**Texto de apoio:**
########################################

Tenho uma preocupação sempre que usamos a palavra propósito. Ela foi tão repetida nos últimos anos que, muitas vezes, acabou banalizada, transformada em slogan ou em discurso inspiracional que não conecta com a realidade.
Por isso, quero propor aqui uma reflexão: como não banalizar esse tema e, ao contrário, tratá-lo com aquilo que realmente nos toca?
A pandemia nos obrigou a olhar para dentro. Passamos mais tempo em casa, conectados à família, percebendo o impacto da reclusão em nossa saúde mental e emocional. Na retomada do trabalho presencial ou híbrido, ficou ainda mais evidente que não dá para separar quem somos do que fazemos. O propósito pessoal precisa, de alguma forma, estar alinhado ao propósito da empresa, caso contrário, o dia a dia se transforma em um fardo.
Propósito como estratégia de negócio
No ambiente corporativo, o propósito deixou de ser apenas um discurso e passou a ser também uma estratégia de negócio. Empresas que têm clareza do seu “porquê” e conseguem comunicá-lo de forma consistente não apenas atraem, mas também retêm os melhores talentos.
O State of the Global Workplace: 2023 Report da Gallup (https://www.gallup.com/workplace/349484/state-of-the-global-workplace.aspx), da Gallup, mostrou que apenas 21% dos profissionais se sentem engajados globalmente. Um dos principais motivos é justamente a falta de sentido no trabalho. Quando o colaborador enxerga valor no que faz, ele é mais produtivo e tende a permanecer por mais tempo na organização. Em um mercado competitivo e de escassez de talentos (como o de tecnologia) isso deixa de ser detalhe e passa a ser diferencial.
Da estratégia à prática diária
Ter um propósito bem definido no papel não basta. Se ele não se traduz em atitudes, processos e decisões, perde força e mina a confiança do time.
O propósito só ganha vida quando se reflete na prática. Uma empresa que diz valorizar inovação, mas pune excessivamente o erro, comunica o oposto do que defende. Já aquela que incentiva testes, compartilha aprendizados e reconhece ideias, mesmo que não tenham dado certo, mostra que inovação faz parte do seu DNA.

########################################

**Dados em análise:**
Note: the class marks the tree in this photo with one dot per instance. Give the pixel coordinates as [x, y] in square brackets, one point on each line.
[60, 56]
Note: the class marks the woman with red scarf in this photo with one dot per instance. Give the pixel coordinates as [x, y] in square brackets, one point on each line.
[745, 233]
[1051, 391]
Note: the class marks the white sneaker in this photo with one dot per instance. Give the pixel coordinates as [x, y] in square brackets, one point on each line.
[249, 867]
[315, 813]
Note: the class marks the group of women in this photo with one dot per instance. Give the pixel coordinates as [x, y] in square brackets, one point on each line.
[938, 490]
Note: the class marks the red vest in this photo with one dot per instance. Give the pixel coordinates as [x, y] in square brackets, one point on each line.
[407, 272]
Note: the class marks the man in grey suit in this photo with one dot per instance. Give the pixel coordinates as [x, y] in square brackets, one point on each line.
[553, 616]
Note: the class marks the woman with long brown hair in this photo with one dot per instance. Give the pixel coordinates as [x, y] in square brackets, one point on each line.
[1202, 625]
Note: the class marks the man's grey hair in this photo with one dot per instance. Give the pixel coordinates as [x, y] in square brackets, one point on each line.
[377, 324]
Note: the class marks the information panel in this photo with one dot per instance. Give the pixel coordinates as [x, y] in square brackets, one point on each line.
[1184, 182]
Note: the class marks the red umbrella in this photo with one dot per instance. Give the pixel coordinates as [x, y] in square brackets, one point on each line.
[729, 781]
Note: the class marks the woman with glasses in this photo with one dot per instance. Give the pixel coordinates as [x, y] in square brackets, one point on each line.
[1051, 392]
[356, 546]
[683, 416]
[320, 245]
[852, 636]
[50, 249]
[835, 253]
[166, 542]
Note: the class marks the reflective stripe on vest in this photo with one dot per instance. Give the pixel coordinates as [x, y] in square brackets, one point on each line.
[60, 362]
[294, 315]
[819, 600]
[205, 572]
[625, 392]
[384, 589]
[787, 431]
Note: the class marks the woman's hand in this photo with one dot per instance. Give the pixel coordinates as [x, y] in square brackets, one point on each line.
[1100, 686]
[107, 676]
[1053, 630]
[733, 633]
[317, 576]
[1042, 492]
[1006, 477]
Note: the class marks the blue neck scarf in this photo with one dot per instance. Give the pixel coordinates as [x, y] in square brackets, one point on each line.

########################################

**Aplicando as informações:**
1) Indique se cada afirmação concorda com o texto sobre propósito, respondendo sim ou não e citando as palavras do texto que decidem a questão.
(a) Segundo o relatório da Gallup, 21% dos profissionais se sentem engajados globalmente.
(b) Para o texto, basta ter um propósito bem definido no papel.
(c) Uma empresa que diz valorizar inovação, mas pune excessivamente o erro, é coerente com o que defende.
2) Responda às perguntas com base no texto sobre propósito.
(a) O que a pandemia nos obrigou a fazer?
(b) Em que se transforma o dia a dia quando o propósito pessoal não está alinhado ao da empresa?
(c) Qual mercado aparece como exemplo de mercado competitivo e de escassez de talentos?
3) Dê prosseguimento ao texto sobre propósito a partir do ponto em que ele termina.

**Lista de respostas:**
1)
(a) Sim: "apenas 21% dos profissionais se sentem engajados globalmente".
(b) Não: "Ter um propósito bem definido no papel não basta."
(c) Não: "comunica o oposto do que defende".

2)
(a) Olhar para dentro.
(b) Em um fardo.
(c) O de tecnologia.

3)
Pilares para transformar propósito em cultura
- Recrutamento e seleção como filtro de propósito – Contratar é mais do que avaliar competências técnicas: é também garantir alinhamento de valores. Isso cria times que já chegam conectados com o “porquê” da empresa.
- Onboarding que conta histórias, não apenas processos – Mais do que explicar regras e sistemas, a integração deve mostrar, com exemplos reais, como os valores acontecem na prática. Isso cria vínculo desde o primeiro contato.
- Rituais que reforçam identidade – Reuniões semanais, celebrações de conquistas ou rituais internos são símbolos culturais que transformam a rotina em algo com significado.
- Liderança como espelho – Pessoas não seguem discursos, seguem exemplos. Líderes que vivem os valores no dia a dia são o elo mais forte entre a visão da empresa e o time.
O elo entre propósito individual e organizacional
Engajamento verdadeiro acontece quando cada pessoa entende como o seu trabalho contribui para algo maior. E essa conexão é papel da liderança.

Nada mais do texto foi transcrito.